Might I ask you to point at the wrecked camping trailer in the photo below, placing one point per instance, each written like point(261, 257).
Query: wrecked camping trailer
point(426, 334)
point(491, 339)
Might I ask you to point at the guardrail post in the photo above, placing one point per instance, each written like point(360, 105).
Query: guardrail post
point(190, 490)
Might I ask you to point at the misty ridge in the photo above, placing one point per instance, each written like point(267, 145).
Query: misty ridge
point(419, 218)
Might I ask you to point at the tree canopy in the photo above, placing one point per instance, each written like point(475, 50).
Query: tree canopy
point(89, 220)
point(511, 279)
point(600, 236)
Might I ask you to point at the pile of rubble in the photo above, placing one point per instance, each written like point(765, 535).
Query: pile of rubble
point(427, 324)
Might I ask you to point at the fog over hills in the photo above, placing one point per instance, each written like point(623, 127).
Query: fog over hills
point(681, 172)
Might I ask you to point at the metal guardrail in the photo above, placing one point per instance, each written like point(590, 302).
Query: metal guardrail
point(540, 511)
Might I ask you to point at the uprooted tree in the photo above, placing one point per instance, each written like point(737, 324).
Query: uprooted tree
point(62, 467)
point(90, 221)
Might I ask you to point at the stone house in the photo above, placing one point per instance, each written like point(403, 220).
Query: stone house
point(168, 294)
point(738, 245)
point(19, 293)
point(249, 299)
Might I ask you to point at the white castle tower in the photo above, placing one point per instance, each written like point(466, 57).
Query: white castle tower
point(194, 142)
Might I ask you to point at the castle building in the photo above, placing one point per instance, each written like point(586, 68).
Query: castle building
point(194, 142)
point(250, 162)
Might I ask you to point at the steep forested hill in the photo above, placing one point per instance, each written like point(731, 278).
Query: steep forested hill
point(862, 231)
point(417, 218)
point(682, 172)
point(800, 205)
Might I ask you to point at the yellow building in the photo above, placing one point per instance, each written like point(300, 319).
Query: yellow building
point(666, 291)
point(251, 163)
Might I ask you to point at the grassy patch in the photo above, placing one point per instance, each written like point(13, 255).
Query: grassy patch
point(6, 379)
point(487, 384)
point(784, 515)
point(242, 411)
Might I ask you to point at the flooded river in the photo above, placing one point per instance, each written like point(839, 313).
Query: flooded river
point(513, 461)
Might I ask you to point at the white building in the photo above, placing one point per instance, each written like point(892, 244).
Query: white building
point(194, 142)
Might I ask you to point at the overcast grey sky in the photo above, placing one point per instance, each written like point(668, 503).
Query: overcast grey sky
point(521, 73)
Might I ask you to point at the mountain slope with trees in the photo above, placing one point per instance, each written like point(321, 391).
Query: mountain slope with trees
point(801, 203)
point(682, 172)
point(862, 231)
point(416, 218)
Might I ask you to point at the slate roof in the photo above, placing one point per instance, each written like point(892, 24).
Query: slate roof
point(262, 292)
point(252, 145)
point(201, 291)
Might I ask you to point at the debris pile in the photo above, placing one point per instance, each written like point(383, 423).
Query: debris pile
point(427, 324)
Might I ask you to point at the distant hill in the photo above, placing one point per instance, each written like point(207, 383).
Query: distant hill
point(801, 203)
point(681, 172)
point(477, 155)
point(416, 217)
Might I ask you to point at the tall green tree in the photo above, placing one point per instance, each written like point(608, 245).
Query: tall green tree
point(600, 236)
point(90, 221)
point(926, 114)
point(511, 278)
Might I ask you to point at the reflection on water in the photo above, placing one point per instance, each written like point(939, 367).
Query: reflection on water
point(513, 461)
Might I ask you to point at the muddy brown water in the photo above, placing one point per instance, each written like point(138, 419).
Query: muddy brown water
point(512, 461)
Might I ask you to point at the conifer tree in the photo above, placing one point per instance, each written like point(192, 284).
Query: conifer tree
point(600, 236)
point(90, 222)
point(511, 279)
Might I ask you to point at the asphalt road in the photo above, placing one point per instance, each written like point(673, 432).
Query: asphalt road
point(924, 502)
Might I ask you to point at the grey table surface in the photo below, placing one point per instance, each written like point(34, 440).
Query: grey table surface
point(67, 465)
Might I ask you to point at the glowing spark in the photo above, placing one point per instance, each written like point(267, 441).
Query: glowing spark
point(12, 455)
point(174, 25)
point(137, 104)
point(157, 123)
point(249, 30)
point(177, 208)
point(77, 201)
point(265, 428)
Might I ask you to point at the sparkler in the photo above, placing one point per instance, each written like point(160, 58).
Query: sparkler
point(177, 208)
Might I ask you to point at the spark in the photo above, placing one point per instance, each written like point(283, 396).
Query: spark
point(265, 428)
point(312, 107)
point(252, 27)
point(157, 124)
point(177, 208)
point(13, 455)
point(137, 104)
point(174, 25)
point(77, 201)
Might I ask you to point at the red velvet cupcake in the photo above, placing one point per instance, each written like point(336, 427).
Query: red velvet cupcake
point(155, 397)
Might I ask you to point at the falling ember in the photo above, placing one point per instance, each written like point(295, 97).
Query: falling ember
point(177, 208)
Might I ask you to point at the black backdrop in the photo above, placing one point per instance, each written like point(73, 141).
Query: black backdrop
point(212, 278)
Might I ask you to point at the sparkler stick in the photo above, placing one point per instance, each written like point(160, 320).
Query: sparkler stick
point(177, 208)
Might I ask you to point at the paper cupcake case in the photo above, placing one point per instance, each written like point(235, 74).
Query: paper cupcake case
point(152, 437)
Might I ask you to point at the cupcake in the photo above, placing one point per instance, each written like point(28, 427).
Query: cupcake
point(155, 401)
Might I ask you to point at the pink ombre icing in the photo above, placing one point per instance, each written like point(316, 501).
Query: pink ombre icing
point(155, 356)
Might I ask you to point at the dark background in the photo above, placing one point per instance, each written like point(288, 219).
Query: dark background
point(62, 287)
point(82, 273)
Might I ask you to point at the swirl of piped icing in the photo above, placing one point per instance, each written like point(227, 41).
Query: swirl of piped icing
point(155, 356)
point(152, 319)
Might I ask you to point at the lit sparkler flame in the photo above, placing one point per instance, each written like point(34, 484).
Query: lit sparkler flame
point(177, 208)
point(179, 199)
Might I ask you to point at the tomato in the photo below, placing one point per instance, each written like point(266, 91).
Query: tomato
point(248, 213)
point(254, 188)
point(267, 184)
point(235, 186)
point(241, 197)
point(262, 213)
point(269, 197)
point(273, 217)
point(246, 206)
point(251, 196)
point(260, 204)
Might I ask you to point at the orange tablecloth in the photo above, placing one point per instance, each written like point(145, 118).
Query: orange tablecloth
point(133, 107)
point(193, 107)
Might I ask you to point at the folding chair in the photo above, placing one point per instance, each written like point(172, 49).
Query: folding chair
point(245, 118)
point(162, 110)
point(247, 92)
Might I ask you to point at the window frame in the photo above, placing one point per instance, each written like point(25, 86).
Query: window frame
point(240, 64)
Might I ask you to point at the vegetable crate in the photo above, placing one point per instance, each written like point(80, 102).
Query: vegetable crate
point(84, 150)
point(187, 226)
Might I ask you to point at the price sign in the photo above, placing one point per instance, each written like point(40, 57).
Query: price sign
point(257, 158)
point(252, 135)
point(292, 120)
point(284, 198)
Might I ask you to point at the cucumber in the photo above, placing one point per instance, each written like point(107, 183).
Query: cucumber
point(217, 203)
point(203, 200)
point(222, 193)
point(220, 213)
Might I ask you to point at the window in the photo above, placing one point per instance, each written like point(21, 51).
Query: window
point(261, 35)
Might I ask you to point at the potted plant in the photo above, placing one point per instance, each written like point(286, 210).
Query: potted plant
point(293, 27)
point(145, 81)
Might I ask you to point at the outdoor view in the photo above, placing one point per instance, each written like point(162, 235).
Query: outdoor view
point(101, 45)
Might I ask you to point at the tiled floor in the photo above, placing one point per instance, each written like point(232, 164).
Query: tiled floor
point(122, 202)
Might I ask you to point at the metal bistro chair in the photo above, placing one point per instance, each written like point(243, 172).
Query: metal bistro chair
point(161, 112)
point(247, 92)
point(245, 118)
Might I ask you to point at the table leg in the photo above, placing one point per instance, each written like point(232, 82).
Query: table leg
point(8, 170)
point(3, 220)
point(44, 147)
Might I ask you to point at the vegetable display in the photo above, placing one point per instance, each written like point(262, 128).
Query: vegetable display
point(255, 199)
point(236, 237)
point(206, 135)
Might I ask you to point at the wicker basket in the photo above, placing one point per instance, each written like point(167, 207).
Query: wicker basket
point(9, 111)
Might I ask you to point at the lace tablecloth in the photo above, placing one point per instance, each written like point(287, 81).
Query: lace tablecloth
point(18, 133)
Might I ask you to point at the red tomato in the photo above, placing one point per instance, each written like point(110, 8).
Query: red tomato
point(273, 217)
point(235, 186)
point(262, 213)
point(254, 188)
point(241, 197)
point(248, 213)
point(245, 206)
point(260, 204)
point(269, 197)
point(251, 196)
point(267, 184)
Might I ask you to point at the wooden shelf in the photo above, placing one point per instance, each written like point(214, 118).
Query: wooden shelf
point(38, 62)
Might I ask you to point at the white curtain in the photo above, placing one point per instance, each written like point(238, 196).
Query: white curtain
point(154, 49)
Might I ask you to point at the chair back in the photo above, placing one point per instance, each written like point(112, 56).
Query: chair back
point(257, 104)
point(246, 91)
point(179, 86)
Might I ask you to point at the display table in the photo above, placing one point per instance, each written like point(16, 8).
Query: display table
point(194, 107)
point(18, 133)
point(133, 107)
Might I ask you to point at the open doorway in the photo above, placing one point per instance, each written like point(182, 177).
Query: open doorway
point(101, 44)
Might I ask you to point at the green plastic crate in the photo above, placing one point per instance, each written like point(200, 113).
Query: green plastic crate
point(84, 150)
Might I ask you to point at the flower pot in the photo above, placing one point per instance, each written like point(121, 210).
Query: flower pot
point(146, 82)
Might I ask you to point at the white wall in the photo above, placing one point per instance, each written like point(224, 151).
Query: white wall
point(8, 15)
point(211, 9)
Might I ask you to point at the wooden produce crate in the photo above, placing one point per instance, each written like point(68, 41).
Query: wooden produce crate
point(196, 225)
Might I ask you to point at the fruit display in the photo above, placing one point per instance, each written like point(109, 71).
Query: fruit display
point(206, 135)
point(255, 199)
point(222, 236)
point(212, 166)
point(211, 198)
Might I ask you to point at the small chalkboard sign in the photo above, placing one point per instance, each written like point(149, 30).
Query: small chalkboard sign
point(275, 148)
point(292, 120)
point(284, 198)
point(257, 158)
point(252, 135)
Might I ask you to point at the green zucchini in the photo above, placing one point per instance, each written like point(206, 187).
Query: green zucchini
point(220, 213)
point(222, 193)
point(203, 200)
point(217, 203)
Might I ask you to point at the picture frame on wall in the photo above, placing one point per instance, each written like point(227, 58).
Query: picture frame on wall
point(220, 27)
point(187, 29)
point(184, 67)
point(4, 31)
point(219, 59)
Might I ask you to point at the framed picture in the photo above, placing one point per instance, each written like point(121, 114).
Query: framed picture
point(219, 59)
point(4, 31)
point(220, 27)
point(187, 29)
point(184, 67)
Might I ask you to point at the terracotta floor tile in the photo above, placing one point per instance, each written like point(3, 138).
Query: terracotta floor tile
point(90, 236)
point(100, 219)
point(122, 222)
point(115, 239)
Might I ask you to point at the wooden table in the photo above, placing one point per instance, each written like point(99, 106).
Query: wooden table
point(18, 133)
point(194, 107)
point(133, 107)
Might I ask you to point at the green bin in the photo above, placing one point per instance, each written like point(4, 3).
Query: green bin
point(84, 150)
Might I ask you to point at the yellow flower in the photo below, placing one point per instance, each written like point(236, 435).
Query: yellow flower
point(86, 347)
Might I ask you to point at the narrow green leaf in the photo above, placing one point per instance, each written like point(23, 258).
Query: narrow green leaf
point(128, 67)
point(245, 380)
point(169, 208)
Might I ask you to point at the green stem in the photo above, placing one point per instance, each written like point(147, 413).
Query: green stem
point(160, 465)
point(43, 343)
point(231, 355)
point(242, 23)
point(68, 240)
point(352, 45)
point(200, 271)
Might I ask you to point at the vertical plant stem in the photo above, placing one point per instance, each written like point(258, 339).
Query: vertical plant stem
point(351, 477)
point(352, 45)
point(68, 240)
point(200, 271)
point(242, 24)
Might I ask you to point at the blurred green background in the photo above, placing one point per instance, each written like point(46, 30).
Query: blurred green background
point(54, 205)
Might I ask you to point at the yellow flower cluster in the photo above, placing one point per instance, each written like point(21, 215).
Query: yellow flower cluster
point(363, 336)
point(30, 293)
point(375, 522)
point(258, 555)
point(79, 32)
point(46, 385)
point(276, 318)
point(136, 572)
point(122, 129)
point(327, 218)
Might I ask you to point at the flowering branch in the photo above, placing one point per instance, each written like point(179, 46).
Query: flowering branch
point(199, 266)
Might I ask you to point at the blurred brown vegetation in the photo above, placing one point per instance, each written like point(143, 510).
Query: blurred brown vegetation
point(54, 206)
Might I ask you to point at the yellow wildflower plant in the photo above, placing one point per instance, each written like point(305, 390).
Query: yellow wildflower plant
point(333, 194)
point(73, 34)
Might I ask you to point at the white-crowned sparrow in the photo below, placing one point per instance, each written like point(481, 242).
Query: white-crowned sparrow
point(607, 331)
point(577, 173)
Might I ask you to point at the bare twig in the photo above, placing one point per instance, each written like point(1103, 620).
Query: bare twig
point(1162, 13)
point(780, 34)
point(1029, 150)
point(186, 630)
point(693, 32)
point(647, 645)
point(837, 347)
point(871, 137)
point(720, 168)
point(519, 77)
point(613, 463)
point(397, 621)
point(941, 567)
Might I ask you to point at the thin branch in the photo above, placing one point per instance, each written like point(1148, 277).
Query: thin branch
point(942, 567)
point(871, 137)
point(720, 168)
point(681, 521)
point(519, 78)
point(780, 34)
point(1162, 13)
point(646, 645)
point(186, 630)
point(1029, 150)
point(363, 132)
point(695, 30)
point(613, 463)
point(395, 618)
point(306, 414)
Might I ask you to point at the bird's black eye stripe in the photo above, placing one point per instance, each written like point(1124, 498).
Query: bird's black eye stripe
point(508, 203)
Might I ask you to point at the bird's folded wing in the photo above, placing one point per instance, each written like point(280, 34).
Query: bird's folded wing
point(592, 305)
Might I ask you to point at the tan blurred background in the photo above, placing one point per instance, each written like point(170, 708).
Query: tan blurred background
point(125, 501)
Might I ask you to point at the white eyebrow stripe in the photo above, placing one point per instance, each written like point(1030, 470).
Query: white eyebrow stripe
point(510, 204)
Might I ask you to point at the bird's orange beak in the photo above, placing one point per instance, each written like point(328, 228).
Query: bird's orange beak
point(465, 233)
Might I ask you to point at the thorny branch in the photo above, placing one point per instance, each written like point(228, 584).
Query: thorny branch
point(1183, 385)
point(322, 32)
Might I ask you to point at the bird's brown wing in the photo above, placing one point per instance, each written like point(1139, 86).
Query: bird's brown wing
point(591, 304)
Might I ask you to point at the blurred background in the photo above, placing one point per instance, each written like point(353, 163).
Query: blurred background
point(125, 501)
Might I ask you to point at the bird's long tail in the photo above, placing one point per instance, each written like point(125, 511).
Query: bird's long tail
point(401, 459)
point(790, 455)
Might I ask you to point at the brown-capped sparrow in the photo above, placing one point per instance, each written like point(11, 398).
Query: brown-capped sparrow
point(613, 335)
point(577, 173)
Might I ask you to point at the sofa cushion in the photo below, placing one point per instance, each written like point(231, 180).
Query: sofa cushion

------------------------------------------------------------------------

#### The problem
Among the lines of the data, identify those with the word "below". Copy each of them.

#### Written answer
Might I ask you to point at the wrecked camping trailer in the photo below, placing one point per instance, each written like point(261, 257).
Might I ask you to point at the grey table surface in the photo below, placing one point per instance, each written like point(34, 440).
Might I ask you to point at the tomato in the photo below, placing one point per instance, each written like point(266, 91).
Might I ask you to point at the yellow flower in the photo below, placing one point per instance, each written like point(236, 435).
Might I ask you to point at the white-crowned sparrow in the photo below, placing one point per instance, each written like point(481, 242).
Might I ask you to point at the sofa cushion in the photo below, placing one point per instance, each written like point(231, 180).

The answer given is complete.